§ **EXERCISE REQUIREMENTS**:
a) Answer these about the forum thread on FreeBSD and GCC below, not the listing:
(i) Which library does rikotech plan to install after getting GCC running?
(ii) Which step of the plan does rikotech say he is on?
(iii) Which handbook chapter does xibo suggest for installing additional packages?
b) Can you carry on the forum thread about FreeBSD and GCC from where it stops, without using the listing?

§ **ARTICLE**:
__________________________________________________

Where is the source code you wish to compile?


----------



## rikotech (Jul 6, 2014)

I haven't made it yet.
But I think it doesn't mater.
If I succeed to compile "Hello world", I would develop much more comprehensive program.

So The next step after I run the GCC upon freeBSD is to intstall libpcap library.
And then the ultimate goal: THE CREATION OF THE PROGRAM - network sniffer.

Thats why I am doing it step by step:
1. install the freeBSD
2. create and account
3. run/install GCC
4. install libpcap
5. create code to make the net interface to act like a network sniffer.I am on step 3.
Then I get the money ole!


----------



## xibo (Jul 16, 2014)

See the handbook, chapter 5 on how to install additional packages, though if you're new to BSD/Unix you should start at chapter 4 instead.



			
				rikotech said:
			
		

> Hello.
> Thank you for the prompt reply. I know my questions are kind of silly, but here isn't a person to introduce me to FreeBSD.
> 
> I am using GCC 8.0 The problem is that I have zero hours experience with FreeBSD, except the installation. Basically I do only Windows so far. Maybe the compiler is the default like you say, but I even don't know how to start it. It is completely different OS from the Windows ones.
> ...

__________________________________________________

§ **COLLECTED DATA**:
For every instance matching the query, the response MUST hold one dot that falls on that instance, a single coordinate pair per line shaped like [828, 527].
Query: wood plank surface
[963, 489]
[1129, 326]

__________________________________________________

§ **IN RESPONSE**:
a)
(i) libpcap
(ii) Step 3
(iii) Chapter 5

b)
gcc 8.0 doesn't exist. The newest version officially released is 4.9.1 (released yesterday). You probably mean 4.8.0 ?

An ancient version of gcc is part of the legacy FreeBSD release, and more recent versions are available in the ports(7) collection as others said. The default version used by ports(7) is 4.7.3, the other gcc versions get suffices indicating their release to the binary names, e.g. g++ release 4.8.x installed by the lang/gcc48 package is called g++48.



			
				estrabd said:
			
		

> gcc is not part of base as of 9.x, clang is.; to use gcc on newer systems you must install it from Ports.
> 
> "open gcc.exe" is nonesense.  Do a "which gcc".


While it's been some time since I used FreeBSD-9 the last time, I'm pretty sure it's still around, while the remaining presence of WITH_CLANG_IS_CC in 9-STABLE's build options indicates gcc is not only installed but still the default compiler, too.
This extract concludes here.